## What to produce
Answer these questions from the text about Frederick Metz:
(a) For how many years did he found and own the Metz Brewery?
(b) Through which port did he emigrate to the United States?
(c) In which two years did he serve in the Nebraska Senate?

## Text passage
>>>

Frederick Metz (1832–1901) founded and owned the Metz Brewery in Omaha, Nebraska, for forty years. He was also a two-time representative in the Nebraska Legislature, and an influential member of Omaha society.

==Biography==
Born in the Electorate of Hesse, Frederick was educated as a forester. In 1851 he emigrated to the United States of America through the port of New Orleans, Louisiana, and settled in St. Louis, Missouri, where he worked in the mercantile business. In 1857 he came to Bellevue, Nebraska and continued in the merchandising trade until 1862. Frederick next went to Denver, Colorado and established a wholesale and commission business in general merchandise, which he owned until 1864. In 1864 Frederick returned to Nebraska and with his brother Philip purchased the McCumbe Brewery, the first brewery in Nebraska, which they renamed Metz Brewery. Frederick served in the Nebraska Senate in 1871 and again 1885. He was president of German Savings Bank in Omaha.

<<<

## Data for analysis
>>>

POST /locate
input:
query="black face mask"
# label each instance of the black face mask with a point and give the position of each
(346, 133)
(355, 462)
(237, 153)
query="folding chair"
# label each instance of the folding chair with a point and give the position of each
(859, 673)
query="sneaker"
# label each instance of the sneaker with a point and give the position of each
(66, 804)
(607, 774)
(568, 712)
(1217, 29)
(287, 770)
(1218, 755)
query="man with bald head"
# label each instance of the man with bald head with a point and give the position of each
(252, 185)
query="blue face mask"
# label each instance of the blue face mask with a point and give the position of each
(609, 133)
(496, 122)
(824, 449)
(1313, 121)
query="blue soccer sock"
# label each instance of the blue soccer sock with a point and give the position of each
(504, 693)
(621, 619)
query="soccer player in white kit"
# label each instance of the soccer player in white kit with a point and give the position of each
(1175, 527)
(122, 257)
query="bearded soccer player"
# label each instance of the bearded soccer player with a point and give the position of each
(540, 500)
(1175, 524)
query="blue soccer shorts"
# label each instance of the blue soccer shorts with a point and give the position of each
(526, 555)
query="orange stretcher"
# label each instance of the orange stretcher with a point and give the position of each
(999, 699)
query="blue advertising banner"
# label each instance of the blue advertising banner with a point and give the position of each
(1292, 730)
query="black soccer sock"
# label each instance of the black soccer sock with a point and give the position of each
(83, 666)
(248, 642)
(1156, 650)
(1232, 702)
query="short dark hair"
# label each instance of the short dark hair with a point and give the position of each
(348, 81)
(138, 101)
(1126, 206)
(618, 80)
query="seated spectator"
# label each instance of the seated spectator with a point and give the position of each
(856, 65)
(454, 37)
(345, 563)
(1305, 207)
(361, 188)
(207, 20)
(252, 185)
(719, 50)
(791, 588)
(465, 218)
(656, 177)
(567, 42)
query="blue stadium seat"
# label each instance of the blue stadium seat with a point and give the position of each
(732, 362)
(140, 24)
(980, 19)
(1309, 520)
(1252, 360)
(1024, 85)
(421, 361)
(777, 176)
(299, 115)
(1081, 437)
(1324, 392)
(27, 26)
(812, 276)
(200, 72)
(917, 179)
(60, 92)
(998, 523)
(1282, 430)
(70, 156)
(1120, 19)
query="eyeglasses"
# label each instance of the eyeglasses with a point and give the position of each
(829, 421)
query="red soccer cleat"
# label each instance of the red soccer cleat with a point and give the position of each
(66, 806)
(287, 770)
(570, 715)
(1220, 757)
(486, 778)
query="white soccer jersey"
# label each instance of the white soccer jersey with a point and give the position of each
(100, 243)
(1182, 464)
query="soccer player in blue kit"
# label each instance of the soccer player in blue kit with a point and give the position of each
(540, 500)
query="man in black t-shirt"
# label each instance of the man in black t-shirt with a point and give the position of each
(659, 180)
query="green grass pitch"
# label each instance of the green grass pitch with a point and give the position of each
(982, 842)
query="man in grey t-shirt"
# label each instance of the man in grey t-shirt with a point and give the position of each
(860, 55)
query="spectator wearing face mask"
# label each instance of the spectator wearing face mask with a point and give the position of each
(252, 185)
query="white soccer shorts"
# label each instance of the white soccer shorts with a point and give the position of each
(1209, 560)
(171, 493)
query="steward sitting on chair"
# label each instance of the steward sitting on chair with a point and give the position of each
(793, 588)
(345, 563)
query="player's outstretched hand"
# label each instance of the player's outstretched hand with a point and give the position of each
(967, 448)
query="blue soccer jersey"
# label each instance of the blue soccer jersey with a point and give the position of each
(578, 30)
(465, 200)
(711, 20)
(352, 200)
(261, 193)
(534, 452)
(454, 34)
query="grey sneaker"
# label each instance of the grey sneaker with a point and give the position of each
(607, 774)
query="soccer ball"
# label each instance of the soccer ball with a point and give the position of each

<<<

## Expected output
(a) Forty years
(b) New Orleans, Louisiana
(c) 1871 and 1885